_Aufgaben:_
a – Erkläre in ein bis drei Sätzen, warum die Gegenüberstellung von Ökonomie und Kultur im Quellenauszug als wenig sinnvoll gilt.
b – Zähle alle Einzelangaben auf, die im Quellenauszug nach „Quelle:“ stehen.

═════ Quellenauszug

Utopische Karte des befriedeten Europa, Paris 1867

 

 

 

 

 

 

Quelle: Dialog, Deutsch-polnisches Magazin Nr. 65, 2003/2004, S. 22

Zwei Punkte würde ich noch ansprechen wollen. Die Opposition von Ökonomie und Kultur halte ich für wenig sinnvoll. Auch glaube ich nicht, dass Monnet diesen Satz gesagt hat. Sollte er ihn tatsächlich gesagt haben, so halte ich dieses Primat der Kultur für unrealistisch, selbst wenn wir soziologische oder philosophische Erklärungsmuster bemühen. Einer der Werte der europäischen Kultur ist die Demokratie. Jedermann weiß, dass die Demokratie nur existieren kann, wenn ein ausreichendes wirtschaftliches Gleichgewicht gegeben ist. Dieses stellt die Grundlage für Gleichberechtigung und Gleichheit in der demokratischen Gesellschaft dar. Das heißt, wir kommen von der Kultur unweigerlich wieder zur Ökonomie. Was macht Ökonomie aus? Sie bestimmt die Modalitäten des Austausches von Ideen und Gütern, der konkret oder symbolisch sein kann, aber stets auf kulturelle Konventionen angewiesen ist. Ich habe meine Probleme, wenn wir Ökonomie und Kultur in Opposition stellen, wobei deren Abhängigkeit voneinander unübersehbar, ja essentiell notwendig ist. Es würde zu lange dauern, um hier auf die Einzelheiten einzugehen.

══════════
═════ Datenzeilen

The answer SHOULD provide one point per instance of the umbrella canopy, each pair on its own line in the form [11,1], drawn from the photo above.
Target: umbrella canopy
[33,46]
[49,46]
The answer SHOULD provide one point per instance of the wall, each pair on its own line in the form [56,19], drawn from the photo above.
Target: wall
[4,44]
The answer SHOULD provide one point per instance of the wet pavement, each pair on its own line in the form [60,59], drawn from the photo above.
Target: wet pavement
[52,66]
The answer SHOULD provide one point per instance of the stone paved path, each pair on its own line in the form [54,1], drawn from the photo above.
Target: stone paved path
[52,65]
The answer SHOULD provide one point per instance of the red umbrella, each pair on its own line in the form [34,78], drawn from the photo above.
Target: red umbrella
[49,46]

══════════

_Die Antworten:_
a – Die Demokratie, einer der Werte der europäischen Kultur, kann nur bestehen, wenn ein ausreichendes wirtschaftliches Gleichgewicht gegeben ist, das die Grundlage für Gleichberechtigung und Gleichheit bildet. Von der Kultur kommt man daher unweigerlich wieder zur Ökonomie. Zudem bestimmt die Ökonomie den Austausch von Ideen und Gütern, der stets auf kulturelle Konventionen angewiesen ist, sodass beide voneinander abhängen.

b –
- Dialog, Deutsch-polnisches Magazin
- Nr. 65
- 2003/2004
- S. 22